* _Stated problem_
Recast the rows as a numbered list, starting at the line containing "Each instance of the shadow" and continuing through the final line of the rows, with both ends included. Leave out any blank lines.

====== Supplied material

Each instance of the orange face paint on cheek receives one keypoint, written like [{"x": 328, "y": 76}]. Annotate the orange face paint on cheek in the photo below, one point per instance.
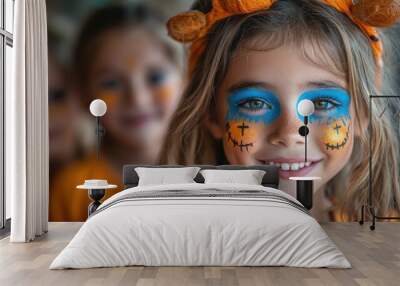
[
  {"x": 336, "y": 134},
  {"x": 110, "y": 98},
  {"x": 164, "y": 94},
  {"x": 241, "y": 135}
]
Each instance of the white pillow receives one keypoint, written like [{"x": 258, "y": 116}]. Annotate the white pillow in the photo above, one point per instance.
[
  {"x": 248, "y": 177},
  {"x": 163, "y": 176}
]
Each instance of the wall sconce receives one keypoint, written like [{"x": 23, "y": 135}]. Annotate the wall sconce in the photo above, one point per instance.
[
  {"x": 98, "y": 108},
  {"x": 305, "y": 108}
]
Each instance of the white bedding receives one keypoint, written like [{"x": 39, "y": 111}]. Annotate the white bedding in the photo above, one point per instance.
[{"x": 202, "y": 231}]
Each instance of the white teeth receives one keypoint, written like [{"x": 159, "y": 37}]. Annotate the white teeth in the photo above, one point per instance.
[
  {"x": 290, "y": 166},
  {"x": 294, "y": 167}
]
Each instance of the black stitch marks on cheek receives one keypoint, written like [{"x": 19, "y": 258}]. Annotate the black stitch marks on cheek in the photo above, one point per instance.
[
  {"x": 338, "y": 146},
  {"x": 243, "y": 127},
  {"x": 235, "y": 142},
  {"x": 240, "y": 145},
  {"x": 337, "y": 135}
]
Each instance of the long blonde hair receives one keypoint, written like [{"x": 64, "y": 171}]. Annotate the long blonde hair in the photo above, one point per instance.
[{"x": 342, "y": 44}]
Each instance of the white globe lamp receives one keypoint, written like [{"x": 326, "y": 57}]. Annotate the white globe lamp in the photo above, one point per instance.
[
  {"x": 98, "y": 108},
  {"x": 305, "y": 108}
]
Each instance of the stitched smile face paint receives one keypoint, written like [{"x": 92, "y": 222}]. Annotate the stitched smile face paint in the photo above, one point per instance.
[
  {"x": 332, "y": 112},
  {"x": 330, "y": 104},
  {"x": 254, "y": 105},
  {"x": 259, "y": 122},
  {"x": 249, "y": 109}
]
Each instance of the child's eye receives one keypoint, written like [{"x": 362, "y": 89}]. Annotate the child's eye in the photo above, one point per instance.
[
  {"x": 110, "y": 84},
  {"x": 325, "y": 104},
  {"x": 255, "y": 105},
  {"x": 156, "y": 77}
]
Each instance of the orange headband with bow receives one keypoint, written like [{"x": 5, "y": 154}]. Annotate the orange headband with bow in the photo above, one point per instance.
[{"x": 193, "y": 26}]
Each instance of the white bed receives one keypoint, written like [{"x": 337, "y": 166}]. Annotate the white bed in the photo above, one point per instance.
[{"x": 222, "y": 225}]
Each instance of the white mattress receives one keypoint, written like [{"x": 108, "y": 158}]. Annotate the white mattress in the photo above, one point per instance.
[{"x": 200, "y": 231}]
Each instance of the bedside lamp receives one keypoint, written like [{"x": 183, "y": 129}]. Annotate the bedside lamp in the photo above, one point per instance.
[
  {"x": 98, "y": 108},
  {"x": 305, "y": 109}
]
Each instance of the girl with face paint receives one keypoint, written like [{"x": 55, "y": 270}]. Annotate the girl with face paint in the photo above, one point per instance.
[
  {"x": 247, "y": 80},
  {"x": 123, "y": 57}
]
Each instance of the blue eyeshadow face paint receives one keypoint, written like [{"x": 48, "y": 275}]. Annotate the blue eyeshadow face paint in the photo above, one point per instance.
[
  {"x": 330, "y": 104},
  {"x": 254, "y": 105}
]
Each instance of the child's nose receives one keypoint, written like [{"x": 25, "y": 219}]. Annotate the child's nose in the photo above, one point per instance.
[{"x": 285, "y": 132}]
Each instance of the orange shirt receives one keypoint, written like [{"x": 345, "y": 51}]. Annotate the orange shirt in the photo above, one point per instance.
[{"x": 66, "y": 202}]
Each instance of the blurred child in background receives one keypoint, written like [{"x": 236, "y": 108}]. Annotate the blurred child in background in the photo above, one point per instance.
[{"x": 123, "y": 57}]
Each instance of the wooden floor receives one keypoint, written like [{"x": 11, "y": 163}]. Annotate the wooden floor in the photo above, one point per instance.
[{"x": 375, "y": 257}]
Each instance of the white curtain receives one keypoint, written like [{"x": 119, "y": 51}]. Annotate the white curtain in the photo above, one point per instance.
[{"x": 27, "y": 168}]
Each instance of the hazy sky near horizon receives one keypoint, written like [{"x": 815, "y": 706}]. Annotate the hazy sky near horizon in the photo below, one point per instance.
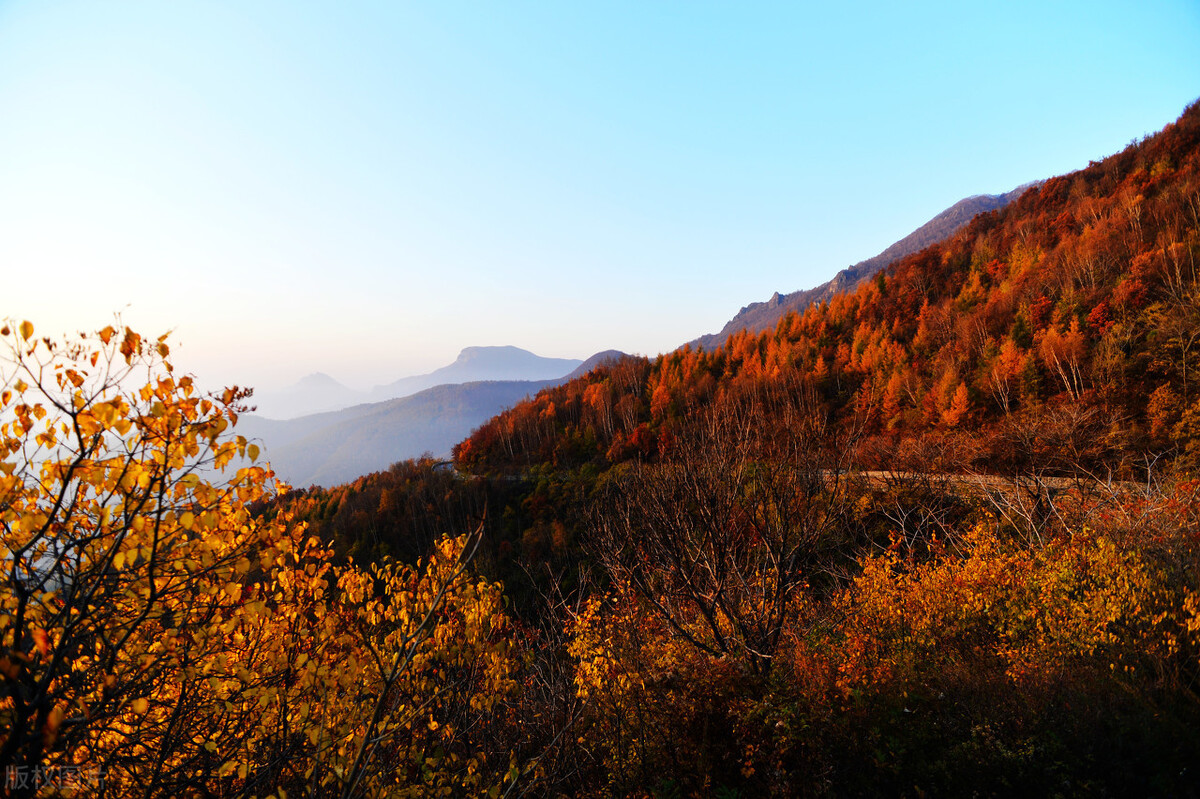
[{"x": 364, "y": 188}]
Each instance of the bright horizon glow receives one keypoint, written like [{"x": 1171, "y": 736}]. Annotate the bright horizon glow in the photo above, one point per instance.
[{"x": 366, "y": 188}]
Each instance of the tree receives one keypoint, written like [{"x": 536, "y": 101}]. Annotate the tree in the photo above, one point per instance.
[
  {"x": 156, "y": 630},
  {"x": 743, "y": 511}
]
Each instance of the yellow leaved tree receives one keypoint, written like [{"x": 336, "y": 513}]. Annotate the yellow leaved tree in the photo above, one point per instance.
[{"x": 159, "y": 637}]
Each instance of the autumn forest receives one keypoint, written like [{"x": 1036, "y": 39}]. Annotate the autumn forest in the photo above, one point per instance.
[{"x": 937, "y": 535}]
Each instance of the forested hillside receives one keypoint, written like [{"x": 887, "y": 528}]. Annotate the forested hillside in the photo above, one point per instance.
[
  {"x": 935, "y": 536},
  {"x": 1073, "y": 311}
]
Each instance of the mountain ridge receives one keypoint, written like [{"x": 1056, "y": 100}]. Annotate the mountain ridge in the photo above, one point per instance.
[{"x": 757, "y": 317}]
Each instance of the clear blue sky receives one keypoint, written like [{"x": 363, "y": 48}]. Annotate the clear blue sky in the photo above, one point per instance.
[{"x": 364, "y": 188}]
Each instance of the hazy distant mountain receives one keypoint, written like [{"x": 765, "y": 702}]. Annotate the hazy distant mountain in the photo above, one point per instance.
[
  {"x": 761, "y": 316},
  {"x": 481, "y": 364},
  {"x": 592, "y": 362},
  {"x": 310, "y": 395},
  {"x": 331, "y": 448}
]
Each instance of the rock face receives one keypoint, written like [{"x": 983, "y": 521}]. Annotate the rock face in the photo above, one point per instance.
[{"x": 757, "y": 317}]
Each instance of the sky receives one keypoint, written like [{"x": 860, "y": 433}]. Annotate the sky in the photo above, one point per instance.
[{"x": 364, "y": 188}]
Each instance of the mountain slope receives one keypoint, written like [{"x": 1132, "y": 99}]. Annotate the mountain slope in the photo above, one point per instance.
[
  {"x": 1059, "y": 332},
  {"x": 336, "y": 446},
  {"x": 313, "y": 394},
  {"x": 477, "y": 364},
  {"x": 757, "y": 317},
  {"x": 339, "y": 446}
]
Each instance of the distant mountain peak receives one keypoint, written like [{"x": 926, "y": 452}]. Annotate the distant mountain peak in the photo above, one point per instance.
[{"x": 484, "y": 362}]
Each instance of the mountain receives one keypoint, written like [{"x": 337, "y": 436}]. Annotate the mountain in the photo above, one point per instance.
[
  {"x": 757, "y": 317},
  {"x": 333, "y": 448},
  {"x": 313, "y": 394},
  {"x": 599, "y": 359},
  {"x": 336, "y": 446},
  {"x": 477, "y": 364},
  {"x": 1059, "y": 331}
]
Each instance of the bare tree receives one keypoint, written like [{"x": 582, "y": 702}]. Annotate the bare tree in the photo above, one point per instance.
[{"x": 741, "y": 514}]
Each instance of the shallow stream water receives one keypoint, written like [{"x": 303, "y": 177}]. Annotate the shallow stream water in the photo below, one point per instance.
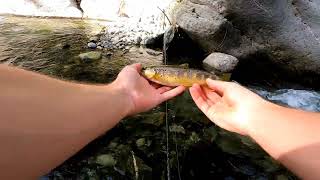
[{"x": 136, "y": 147}]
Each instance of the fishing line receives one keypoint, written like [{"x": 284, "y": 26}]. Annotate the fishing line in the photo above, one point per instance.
[{"x": 167, "y": 124}]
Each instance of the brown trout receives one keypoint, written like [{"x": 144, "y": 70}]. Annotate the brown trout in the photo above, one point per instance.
[{"x": 175, "y": 76}]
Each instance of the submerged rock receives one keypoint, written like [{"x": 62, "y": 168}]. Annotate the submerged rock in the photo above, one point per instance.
[
  {"x": 106, "y": 160},
  {"x": 220, "y": 62},
  {"x": 281, "y": 32},
  {"x": 177, "y": 129},
  {"x": 90, "y": 56},
  {"x": 94, "y": 39}
]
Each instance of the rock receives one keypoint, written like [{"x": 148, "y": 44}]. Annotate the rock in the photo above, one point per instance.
[
  {"x": 210, "y": 133},
  {"x": 177, "y": 129},
  {"x": 94, "y": 39},
  {"x": 138, "y": 40},
  {"x": 106, "y": 160},
  {"x": 153, "y": 52},
  {"x": 92, "y": 45},
  {"x": 259, "y": 32},
  {"x": 109, "y": 54},
  {"x": 218, "y": 61},
  {"x": 57, "y": 8},
  {"x": 90, "y": 56},
  {"x": 141, "y": 142}
]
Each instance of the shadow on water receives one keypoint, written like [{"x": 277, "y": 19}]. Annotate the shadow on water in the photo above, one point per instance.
[{"x": 202, "y": 150}]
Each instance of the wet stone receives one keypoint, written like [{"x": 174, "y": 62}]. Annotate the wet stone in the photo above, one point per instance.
[
  {"x": 90, "y": 56},
  {"x": 94, "y": 39}
]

============

* _Reply_
1. Each instance of the shadow on water receives one keypoint, written like [{"x": 277, "y": 19}]. Annotate the shadow on water in the photo above, one point per instance.
2. [{"x": 202, "y": 150}]
3. Each instance of the wet stone receives one keypoint, written like [{"x": 174, "y": 62}]. Annotate the wet stone in the photo above, one point per instance.
4. [
5.   {"x": 90, "y": 56},
6.   {"x": 94, "y": 39}
7. ]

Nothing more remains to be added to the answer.